Workers’ Communist Party of France: The Main Lessons We Draw from the European Elections

Image result for PCOF franceTranslated by MLtranslations.org

The stakes at the elections revolved around who, Macron’s party – LRM La République en marche (The Republic on the Move) allied with MoDem (Democratic Movement), or the Rassemblement National [RN – National Rally] of Marine Le Pen, would be in the lead after the first round. The “European” stakes were put at the service of this confrontation. The participation rate of 50.7% has certainly increased (7 points more compared to the record of abstentions in 2014), but this is primarily related to the national issue, and does not reflect any renewed membership in the popular strata of European construction, for the EU and its parliament and its plethora of deputies. It is in the popular circles that the abstention rate is strongest.

This “duel,” wanted by the two protagonists, was largely orchestrated by Macron. From this point of view, he suffered a failure: not only is his list not in the lead, but his score, compared to that of the first round of presidential elections, did not increase. He is more and more a right-wing candidate, who has won a part of the right-wing electoral base that does not recognize itself in the line of Wauquiez (head of The Republicans – translator’s note). The collapse of the LR (The Republicans) list, led by the very right-wing Bellamy (who increased his reactionary statements in the last days of the campaign) testifies.

□ □ □ □ □ □ □

**WRITTEN PROBLEM 1:** Keep only the rows below that contain the string "coral", and copy each one unchanged.

**TASK INPUTS:**
□ □ □ □ □ □ □

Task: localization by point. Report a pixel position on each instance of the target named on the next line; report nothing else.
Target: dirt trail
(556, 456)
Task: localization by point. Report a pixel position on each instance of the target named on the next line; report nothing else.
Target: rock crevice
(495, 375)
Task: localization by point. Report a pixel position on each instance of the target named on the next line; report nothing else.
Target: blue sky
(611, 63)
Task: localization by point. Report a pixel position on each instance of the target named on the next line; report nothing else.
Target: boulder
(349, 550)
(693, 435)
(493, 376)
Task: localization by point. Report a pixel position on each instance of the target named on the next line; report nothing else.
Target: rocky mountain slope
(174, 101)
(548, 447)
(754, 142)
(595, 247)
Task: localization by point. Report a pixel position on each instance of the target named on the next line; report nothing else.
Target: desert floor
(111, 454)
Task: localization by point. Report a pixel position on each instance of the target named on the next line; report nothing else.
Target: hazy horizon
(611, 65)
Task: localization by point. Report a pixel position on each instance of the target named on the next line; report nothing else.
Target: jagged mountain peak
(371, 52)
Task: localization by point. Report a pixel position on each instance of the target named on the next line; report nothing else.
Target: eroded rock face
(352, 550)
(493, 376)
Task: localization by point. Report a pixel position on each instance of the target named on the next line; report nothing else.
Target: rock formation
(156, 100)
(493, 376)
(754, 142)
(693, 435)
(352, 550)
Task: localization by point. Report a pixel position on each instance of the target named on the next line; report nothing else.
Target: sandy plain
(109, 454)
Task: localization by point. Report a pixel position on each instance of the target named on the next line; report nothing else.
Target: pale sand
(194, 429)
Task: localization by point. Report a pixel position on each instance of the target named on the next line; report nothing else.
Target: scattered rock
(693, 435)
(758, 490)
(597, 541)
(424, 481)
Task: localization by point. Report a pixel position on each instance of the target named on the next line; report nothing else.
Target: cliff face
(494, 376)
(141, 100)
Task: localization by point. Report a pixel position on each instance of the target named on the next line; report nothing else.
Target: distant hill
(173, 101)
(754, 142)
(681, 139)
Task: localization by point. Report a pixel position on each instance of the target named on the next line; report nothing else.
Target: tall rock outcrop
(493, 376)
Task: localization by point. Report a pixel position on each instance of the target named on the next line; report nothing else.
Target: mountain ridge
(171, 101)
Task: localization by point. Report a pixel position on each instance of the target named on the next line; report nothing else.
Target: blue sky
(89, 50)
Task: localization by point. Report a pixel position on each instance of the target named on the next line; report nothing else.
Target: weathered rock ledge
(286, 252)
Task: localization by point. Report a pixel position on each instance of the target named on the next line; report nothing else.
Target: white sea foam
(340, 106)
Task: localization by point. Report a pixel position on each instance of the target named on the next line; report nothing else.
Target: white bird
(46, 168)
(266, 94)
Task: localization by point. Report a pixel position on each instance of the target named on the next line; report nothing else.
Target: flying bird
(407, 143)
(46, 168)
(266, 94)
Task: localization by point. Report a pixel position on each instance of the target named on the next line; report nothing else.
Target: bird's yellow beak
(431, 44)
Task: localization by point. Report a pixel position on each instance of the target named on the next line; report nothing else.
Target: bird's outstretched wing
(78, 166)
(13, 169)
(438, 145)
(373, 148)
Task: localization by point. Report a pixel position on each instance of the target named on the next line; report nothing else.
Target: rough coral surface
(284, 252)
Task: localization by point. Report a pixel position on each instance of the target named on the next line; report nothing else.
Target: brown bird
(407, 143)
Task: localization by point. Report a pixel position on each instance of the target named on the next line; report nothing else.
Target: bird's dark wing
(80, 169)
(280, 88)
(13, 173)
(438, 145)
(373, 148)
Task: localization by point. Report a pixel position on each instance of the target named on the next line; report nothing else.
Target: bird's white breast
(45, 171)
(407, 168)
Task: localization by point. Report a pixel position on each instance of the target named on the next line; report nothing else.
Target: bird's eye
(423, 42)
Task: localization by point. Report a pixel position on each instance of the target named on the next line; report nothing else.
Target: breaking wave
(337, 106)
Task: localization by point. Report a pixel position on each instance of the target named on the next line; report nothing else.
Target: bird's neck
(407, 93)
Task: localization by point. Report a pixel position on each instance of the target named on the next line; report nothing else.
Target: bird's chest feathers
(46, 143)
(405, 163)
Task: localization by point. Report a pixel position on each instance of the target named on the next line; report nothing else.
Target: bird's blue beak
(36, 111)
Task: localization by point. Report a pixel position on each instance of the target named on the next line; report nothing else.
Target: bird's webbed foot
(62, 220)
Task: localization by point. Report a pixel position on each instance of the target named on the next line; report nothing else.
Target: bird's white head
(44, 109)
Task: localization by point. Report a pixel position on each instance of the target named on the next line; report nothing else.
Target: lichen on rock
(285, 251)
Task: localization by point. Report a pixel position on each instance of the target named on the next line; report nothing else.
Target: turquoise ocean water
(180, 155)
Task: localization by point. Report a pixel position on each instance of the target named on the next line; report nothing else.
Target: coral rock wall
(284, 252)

□ □ □ □ □ □ □

**WRITTEN PROBLEM 2:** Name every person mentioned in the article on the European elections.

**SOLUTION 1:**
Target: rough coral surface
Target: coral rock wall

**SOLUTION 2:**
Macron
Marine Le Pen
Wauquiez
Bellamy